Provided text |
"""

Hello,
The survival plot based on Best separation
of high and low expression samples of GPAM
with Expression cutoff
23.6 FPKM looks like below (This plot is from Human Protein Atlas database)
Survival Plot between high and low samples of GPAM Expression
I took the GPAM FPKM data given in the above database and merged with Clinical data. Everything is stored in a dataframe df
head(df)
times bcr_patient_barcode patient.vital_status FPKM
1 724 TCGA-2Y-A9GS 1 30.3
2 1624 TCGA-2Y-A9GT 1 5.6
3 1569 TCGA-2Y-A9GU 0 26.6
4 2532 TCGA-2Y-A9GV 1 18.4
5 1271 TCGA-2Y-A9GW 1 4.7
6 2442 TCGA-2Y-A9GX 0 19.4
I used survminer
package for the cutpoint to divide low and high expression samples.
library(survminer)

"""

Questions |
a - For each statement, say yes or no to whether the post on GPAM survival plots supports it, and quote the words of the post that decide it.
(i) The expression cutoff behind the survival plot was 23.6 FPKM.
(ii) The survival plot shown was made by the poster with the survminer package.
(iii) The sample TCGA-2Y-A9GT has an FPKM value of 5.6.
b - Write the next part of the post on GPAM survival plots, picking up right after its last line.
The records are taken from a different source than the text.

Dataset extract |
"""

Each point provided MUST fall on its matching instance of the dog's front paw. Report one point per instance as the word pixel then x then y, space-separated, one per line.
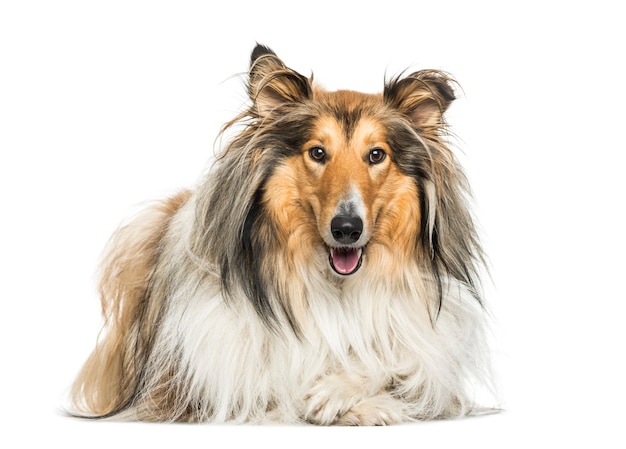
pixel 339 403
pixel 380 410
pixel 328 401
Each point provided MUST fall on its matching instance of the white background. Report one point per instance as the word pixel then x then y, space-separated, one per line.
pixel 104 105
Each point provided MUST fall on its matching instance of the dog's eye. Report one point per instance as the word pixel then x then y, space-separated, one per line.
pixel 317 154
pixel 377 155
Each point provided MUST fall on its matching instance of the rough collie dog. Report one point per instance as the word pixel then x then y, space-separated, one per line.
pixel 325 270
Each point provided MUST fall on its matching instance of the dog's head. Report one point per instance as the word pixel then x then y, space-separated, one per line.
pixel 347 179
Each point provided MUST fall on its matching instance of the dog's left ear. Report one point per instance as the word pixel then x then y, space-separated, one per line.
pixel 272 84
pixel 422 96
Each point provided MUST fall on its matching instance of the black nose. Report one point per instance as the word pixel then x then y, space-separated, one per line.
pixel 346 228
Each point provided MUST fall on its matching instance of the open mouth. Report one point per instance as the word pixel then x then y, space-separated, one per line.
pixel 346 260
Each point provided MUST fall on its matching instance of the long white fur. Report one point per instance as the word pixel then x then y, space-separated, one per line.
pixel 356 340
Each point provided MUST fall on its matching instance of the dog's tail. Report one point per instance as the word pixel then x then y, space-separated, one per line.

"""
"""

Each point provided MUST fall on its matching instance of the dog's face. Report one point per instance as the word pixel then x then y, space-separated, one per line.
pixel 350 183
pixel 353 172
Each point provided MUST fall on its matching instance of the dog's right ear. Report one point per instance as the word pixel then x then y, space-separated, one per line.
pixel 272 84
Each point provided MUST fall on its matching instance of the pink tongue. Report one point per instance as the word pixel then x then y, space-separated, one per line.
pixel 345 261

"""

Answers to the exercises |
a -
(i) Yes: "23.6 FPKM looks like below"
(ii) No: "This plot is from Human Protein Atlas database"
(iii) Yes: "2 1624 TCGA-2Y-A9GT 1 5.6"

b -
surv_rnaseq.cut <- surv_cutpoint(
df,
time = "times",
event = "patient.vital_status",
variables = c("FPKM")
)
summary(surv_rnaseq.cut)
cutpoint statistic
GPAM_FPKM 23.6 2.834408
Then catogarization is done.
surv_rnaseq.cat <- surv_categorize(surv_rnaseq.cut)
Then to plot the data I did like below:
library(survival)
library(RTCGA)
fit <- survfit(Surv(times, patient.vital_status) ~ FPKM,
data = surv_rnaseq.cat)
pdf("Survival_high_vs_low.pdf", width = 10, height = 10)
ggsurvplot(
fit, # survfit object with calculated statistics.
risk.table = TRUE, # show risk table.
pval = TRUE, # show p-value of log-rank test.
conf.int = TRUE, # show confidence intervals for
# point estimaes of survival curves.
xlim = c(0,3000), # present narrower X axis, but not affect
# survival estimates.
break.x.by = 1000, # break X axis in time intervals by 500.
break.y.by = 0.1,
ggtheme = theme_RTCGA(), # customize plot and risk table with a theme.
risk.table.y.text.col = T, # colour risk table text annotations.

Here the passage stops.